* Text extract *
Tourists redefine Orlando vacations

pheneix

Well-Known Member
Original Poster
Walt Disney World is the undisputed king of Central Florida's travel destination empire, but the dukes and earls have been elbowing their way to larger fiefs.

Disney is still the brand that brings in families from around the world, but its share of theme-park attendance has declined to 68 percent in 2002 from 75 percent in 1998, according to a Sentinel analysis of attendance estimates by the trade publication Amusement Business.

Universal Orlando's share of Orlando-area theme park attendance has grown to 23 percent from 16 percent. And SeaWorld's has grown slightly, to 9 percent. But it isn't just parks that are diluting Disney's influence.

Over the past several years, Central Florida has gotten championship golf courses and upscale shopping malls, self-contained time-share resorts and luxury hotels -- businesses that depend on Disney for customers but also attract tourists on their own.

And that can only help Central Florida's No. 1 industry, said Bill Peeper, president of the Orlando/Orange County Convention & Visitors Bureau.

"The more offerings we have as a destination, the stronger we are as a destination," he said. "I don't think it's unhealthy at all."

Bill Warren, a Disney spokesman, points out that the Amusement Business figures used by the Sentinel to calculate market share are estimates. As in the past, Warren declined to provide gate numbers. But Disney hasn't previously objected to media use of the Amusement Business data.

"We fundamentally disagree with your premise that we have lost market share to any single competitor," Warren said. "What is more important to the future of our business is whether our product remains relevant to our guests, which we work hard to assure , and whether we are profitable for our shareholders."

But some former Disney executives say privately that while the Amusement Business numbers aren't exact, the declining market-share trend is portrayed accurately.

Outside experts agree.

* Tasks and exercises *
(A) Duplicate the Orlando tourism article word for word, starting with "Bill Warren, a" and going on through "is portrayed accurately.".
(B) Pick up the Orlando tourism article where it stops and write what comes next.

(Collected data entries)
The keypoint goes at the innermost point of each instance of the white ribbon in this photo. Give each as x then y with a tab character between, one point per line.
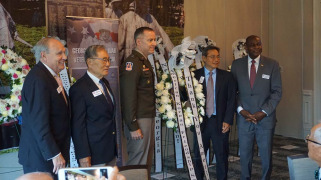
65	82
158	127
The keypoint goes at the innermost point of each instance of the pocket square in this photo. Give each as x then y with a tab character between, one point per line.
265	76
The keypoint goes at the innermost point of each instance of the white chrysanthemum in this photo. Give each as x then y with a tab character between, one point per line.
165	100
4	113
160	86
198	90
181	82
164	76
202	112
170	124
168	107
5	67
168	85
165	92
161	109
195	81
199	95
170	114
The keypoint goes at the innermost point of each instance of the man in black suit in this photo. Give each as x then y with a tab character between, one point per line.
219	89
93	112
259	89
45	130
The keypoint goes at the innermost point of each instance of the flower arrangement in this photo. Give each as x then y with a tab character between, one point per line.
14	69
165	101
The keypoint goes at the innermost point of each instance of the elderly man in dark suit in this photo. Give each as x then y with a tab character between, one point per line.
45	136
93	112
259	92
219	89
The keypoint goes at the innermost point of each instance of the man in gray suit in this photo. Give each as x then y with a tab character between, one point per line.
259	92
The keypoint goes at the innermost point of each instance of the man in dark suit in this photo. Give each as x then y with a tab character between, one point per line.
219	89
93	112
259	92
45	130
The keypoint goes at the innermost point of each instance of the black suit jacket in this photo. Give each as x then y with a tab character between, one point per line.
45	129
225	95
93	122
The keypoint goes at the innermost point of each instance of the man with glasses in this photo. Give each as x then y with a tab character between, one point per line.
259	92
45	131
138	99
314	145
219	89
93	112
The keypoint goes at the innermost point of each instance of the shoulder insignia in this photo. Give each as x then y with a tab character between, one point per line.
129	66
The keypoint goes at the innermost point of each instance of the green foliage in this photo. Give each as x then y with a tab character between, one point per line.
31	35
176	34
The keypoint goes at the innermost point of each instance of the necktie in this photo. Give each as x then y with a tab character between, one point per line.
252	73
62	87
210	96
107	95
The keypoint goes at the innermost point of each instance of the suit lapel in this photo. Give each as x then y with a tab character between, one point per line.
53	81
218	82
93	87
259	71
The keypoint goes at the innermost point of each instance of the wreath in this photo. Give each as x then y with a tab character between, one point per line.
14	70
164	98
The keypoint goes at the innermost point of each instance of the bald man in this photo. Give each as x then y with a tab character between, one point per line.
314	145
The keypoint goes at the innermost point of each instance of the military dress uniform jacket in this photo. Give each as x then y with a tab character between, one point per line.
137	89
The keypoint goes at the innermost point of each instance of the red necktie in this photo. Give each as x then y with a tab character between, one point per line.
252	73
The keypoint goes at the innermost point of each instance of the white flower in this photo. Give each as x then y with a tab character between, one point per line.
4	113
168	107
195	81
161	109
5	67
198	90
171	114
201	111
165	92
160	86
170	124
168	85
157	65
165	100
181	82
159	93
199	95
164	76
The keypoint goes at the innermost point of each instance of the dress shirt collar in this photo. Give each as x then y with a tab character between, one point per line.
207	72
94	78
257	59
140	53
50	70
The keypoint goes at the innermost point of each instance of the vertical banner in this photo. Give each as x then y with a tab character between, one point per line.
158	127
83	32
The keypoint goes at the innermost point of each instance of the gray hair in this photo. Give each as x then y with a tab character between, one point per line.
91	51
42	46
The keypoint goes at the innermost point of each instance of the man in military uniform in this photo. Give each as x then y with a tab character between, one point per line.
138	99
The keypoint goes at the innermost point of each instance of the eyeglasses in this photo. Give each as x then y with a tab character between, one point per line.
214	57
307	139
106	60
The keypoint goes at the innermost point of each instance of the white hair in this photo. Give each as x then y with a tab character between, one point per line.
42	46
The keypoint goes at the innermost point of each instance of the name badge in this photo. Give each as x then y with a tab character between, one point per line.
59	89
97	93
201	80
265	76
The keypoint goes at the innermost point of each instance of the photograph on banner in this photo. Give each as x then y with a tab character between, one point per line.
22	24
58	10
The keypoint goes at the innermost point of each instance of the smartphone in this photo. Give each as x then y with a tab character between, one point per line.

* Task answers *
(A)
Bill Warren, a Disney spokesman, points out that the Amusement Business figures used by the Sentinel to calculate market share are estimates. As in the past, Warren declined to provide gate numbers. But Disney hasn't previously objected to media use of the Amusement Business data.

"We fundamentally disagree with your premise that we have lost market share to any single competitor," Warren said. "What is more important to the future of our business is whether our product remains relevant to our guests, which we work hard to assure , and whether we are profitable for our shareholders."

But some former Disney executives say privately that while the Amusement Business numbers aren't exact, the declining market-share trend is portrayed accurately.

(B)
"I have a sense that guests to Central Florida are now redefining their Florida vacations," said Tim O'Brien, senior editor of Amusement Business. "I think what we'll start seeing more and more is a cyclical fluctuation in attendance patterns. One year, guests will come and do only a Disney vacation, the next year they will come and do everything but Disney."

In the long run, that can only help the area, some say.

"What's happening is that Orlando is getting a whole new layer of infrastructure that will give people more alternatives and choices that a major destination needs to have," said Dennis Speigel, president of International Theme Park Services, a Cincinnati-based attraction consulting firm.

Mark Vitner, an economist at Wachovia Securities in Charlotte, said, "This is a form of diversification in the Orlando market and that's a good thing."

True, it isn't the traditional vertical economic variety yearned for by government leaders here in recent years. The area still isn't drawing droves of high-tech or manufacturing employers or corporate headquarters.

But the horizontal diversification across the tourism industry is bringing in amenities and activities new to this area, which will draw more visitors, experts say. For example, the soon-to-open Ritz-Carlton resort on John Young Parkway near International Drive will offer courses in falconry -- learning to train and hunt with birds of prey.

The Ritz, along with the J.W. Marriott, will open at Grande Lakes Orlando this summer.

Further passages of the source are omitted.